** MATERIAL PROVIDED follows **
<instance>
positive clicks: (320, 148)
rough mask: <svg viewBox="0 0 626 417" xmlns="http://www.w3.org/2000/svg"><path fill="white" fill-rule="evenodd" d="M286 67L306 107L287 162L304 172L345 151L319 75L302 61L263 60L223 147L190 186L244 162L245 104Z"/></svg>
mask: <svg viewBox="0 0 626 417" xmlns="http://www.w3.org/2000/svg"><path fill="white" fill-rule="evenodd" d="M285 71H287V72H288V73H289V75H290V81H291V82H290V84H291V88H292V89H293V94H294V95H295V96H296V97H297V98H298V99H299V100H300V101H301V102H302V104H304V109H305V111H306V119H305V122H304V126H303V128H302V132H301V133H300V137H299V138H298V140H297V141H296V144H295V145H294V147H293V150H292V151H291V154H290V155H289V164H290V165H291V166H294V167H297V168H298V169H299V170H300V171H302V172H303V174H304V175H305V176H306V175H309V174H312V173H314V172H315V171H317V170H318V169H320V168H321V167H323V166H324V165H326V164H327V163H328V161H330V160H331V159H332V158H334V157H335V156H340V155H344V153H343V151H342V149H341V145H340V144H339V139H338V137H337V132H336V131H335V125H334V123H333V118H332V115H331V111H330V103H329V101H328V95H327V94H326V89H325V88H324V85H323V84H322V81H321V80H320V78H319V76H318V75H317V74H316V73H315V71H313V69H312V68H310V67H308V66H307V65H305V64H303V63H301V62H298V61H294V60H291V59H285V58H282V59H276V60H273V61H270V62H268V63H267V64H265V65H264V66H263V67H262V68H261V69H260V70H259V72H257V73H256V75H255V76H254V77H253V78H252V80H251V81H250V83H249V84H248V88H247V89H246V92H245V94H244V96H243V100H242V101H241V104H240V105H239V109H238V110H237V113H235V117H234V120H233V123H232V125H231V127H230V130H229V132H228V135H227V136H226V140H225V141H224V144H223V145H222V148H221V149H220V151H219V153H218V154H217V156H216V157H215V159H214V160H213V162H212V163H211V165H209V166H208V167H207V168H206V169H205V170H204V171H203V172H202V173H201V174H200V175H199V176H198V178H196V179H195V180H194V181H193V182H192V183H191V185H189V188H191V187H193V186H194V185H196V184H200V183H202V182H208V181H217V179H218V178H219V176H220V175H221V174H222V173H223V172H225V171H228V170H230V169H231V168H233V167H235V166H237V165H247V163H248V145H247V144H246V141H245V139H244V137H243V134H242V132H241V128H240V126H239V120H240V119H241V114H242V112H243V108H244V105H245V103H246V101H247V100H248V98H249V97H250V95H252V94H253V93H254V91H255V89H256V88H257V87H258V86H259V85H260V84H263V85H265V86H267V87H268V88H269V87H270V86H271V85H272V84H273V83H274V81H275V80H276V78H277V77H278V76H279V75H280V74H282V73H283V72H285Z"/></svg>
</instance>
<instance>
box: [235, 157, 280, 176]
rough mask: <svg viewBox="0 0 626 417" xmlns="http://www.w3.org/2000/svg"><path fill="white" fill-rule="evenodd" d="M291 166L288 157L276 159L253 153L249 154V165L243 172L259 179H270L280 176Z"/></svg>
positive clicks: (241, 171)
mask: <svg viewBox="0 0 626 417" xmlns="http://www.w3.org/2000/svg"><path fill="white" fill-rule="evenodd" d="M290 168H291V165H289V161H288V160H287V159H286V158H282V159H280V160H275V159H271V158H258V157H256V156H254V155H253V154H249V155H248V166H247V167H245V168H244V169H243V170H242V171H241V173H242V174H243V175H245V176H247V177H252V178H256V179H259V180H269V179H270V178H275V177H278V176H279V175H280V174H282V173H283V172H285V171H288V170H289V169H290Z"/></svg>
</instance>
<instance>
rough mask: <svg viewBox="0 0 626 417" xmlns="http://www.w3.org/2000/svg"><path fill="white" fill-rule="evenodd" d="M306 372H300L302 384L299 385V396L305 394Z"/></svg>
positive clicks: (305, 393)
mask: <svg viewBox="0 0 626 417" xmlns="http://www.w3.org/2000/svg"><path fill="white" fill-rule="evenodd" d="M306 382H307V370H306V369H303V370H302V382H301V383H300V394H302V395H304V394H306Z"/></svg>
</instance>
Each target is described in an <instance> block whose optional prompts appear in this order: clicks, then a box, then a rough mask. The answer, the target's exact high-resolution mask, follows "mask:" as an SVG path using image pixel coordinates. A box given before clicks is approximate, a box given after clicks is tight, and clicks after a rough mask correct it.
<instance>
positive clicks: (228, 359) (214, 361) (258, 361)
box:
** End of MATERIAL PROVIDED **
DESCRIPTION OF THE TASK: Rewrite the records above, changing every "rough mask" to "coarse mask" and leaving everything else as it is.

WRITTEN SOLUTION:
<instance>
positive clicks: (320, 148)
coarse mask: <svg viewBox="0 0 626 417" xmlns="http://www.w3.org/2000/svg"><path fill="white" fill-rule="evenodd" d="M286 67L306 107L287 162L304 172L345 151L319 75L302 61L263 60L223 147L190 186L244 162L245 104Z"/></svg>
mask: <svg viewBox="0 0 626 417" xmlns="http://www.w3.org/2000/svg"><path fill="white" fill-rule="evenodd" d="M285 71H287V72H288V73H289V75H290V81H291V82H290V84H291V88H292V89H293V94H294V95H295V96H296V97H297V98H298V99H299V100H300V101H301V102H302V104H304V109H305V111H306V119H305V122H304V126H303V128H302V132H301V133H300V137H299V138H298V140H297V141H296V144H295V145H294V147H293V150H292V151H291V154H290V155H289V164H290V165H291V166H294V167H297V168H298V169H299V170H300V171H302V172H303V174H304V175H305V176H306V175H309V174H312V173H314V172H315V171H317V170H318V169H320V168H321V167H323V166H324V165H326V164H327V163H328V161H330V160H331V159H332V158H334V157H335V156H340V155H344V153H343V151H342V149H341V145H340V144H339V139H338V137H337V132H336V131H335V125H334V123H333V118H332V115H331V111H330V103H329V101H328V95H327V94H326V89H325V88H324V85H323V84H322V81H321V80H320V78H319V76H318V75H317V74H316V73H315V71H313V69H312V68H310V67H308V66H307V65H305V64H303V63H301V62H298V61H294V60H291V59H285V58H282V59H276V60H273V61H270V62H268V63H267V64H265V65H264V66H263V67H262V68H261V69H260V70H259V72H257V73H256V75H255V76H254V77H253V78H252V80H251V81H250V83H249V84H248V88H247V89H246V92H245V94H244V96H243V100H242V101H241V104H240V105H239V109H238V110H237V113H235V117H234V120H233V123H232V125H231V127H230V130H229V132H228V135H227V136H226V140H225V141H224V144H223V145H222V148H221V149H220V151H219V153H218V154H217V156H216V157H215V159H214V160H213V162H212V163H211V165H209V166H208V167H207V168H206V169H205V170H204V171H203V172H202V173H201V174H200V175H199V176H198V178H196V179H195V180H194V181H193V182H192V183H191V185H189V188H191V187H193V186H194V185H196V184H200V183H202V182H208V181H217V179H218V178H219V176H220V175H221V174H222V173H223V172H225V171H228V170H230V169H231V168H233V167H235V166H237V165H247V163H248V145H247V144H246V141H245V139H244V137H243V134H242V132H241V128H240V126H239V120H240V119H241V114H242V112H243V108H244V105H245V103H246V101H247V100H248V98H249V97H250V95H252V94H253V93H254V91H255V89H256V88H257V87H258V86H259V85H260V84H263V85H265V86H267V87H268V88H269V87H270V86H271V85H272V84H273V83H274V81H275V80H276V78H277V77H278V76H279V75H280V74H282V73H283V72H285Z"/></svg>
</instance>
<instance>
box: [235, 157, 280, 176]
coarse mask: <svg viewBox="0 0 626 417" xmlns="http://www.w3.org/2000/svg"><path fill="white" fill-rule="evenodd" d="M291 166L288 157L276 159L253 153L249 154V165L243 172L259 179H270L280 176Z"/></svg>
positive clicks: (241, 171)
mask: <svg viewBox="0 0 626 417" xmlns="http://www.w3.org/2000/svg"><path fill="white" fill-rule="evenodd" d="M290 168H291V165H289V161H288V160H287V159H286V158H282V159H280V160H275V159H271V158H258V157H256V156H254V155H253V154H249V155H248V166H247V167H245V168H244V169H243V170H242V171H241V173H242V174H243V175H245V176H247V177H252V178H256V179H259V180H269V179H270V178H275V177H278V176H279V175H280V174H282V173H283V172H285V171H288V170H289V169H290Z"/></svg>
</instance>
<instance>
coarse mask: <svg viewBox="0 0 626 417" xmlns="http://www.w3.org/2000/svg"><path fill="white" fill-rule="evenodd" d="M306 372H300L302 384L299 385V396L305 394Z"/></svg>
positive clicks: (305, 393)
mask: <svg viewBox="0 0 626 417" xmlns="http://www.w3.org/2000/svg"><path fill="white" fill-rule="evenodd" d="M306 382H307V370H306V369H303V370H302V382H301V383H300V394H302V395H304V394H306Z"/></svg>
</instance>
Each target is described in an <instance> block whose optional prompts appear in this order: clicks, then a box, then a coarse mask. The answer, the target's exact high-resolution mask, follows "mask:" as an SVG path using image pixel coordinates. A box given before clicks is approximate, a box given after clicks is tight, and clicks after a coarse mask correct it.
<instance>
positive clicks: (228, 359) (214, 361) (258, 361)
box:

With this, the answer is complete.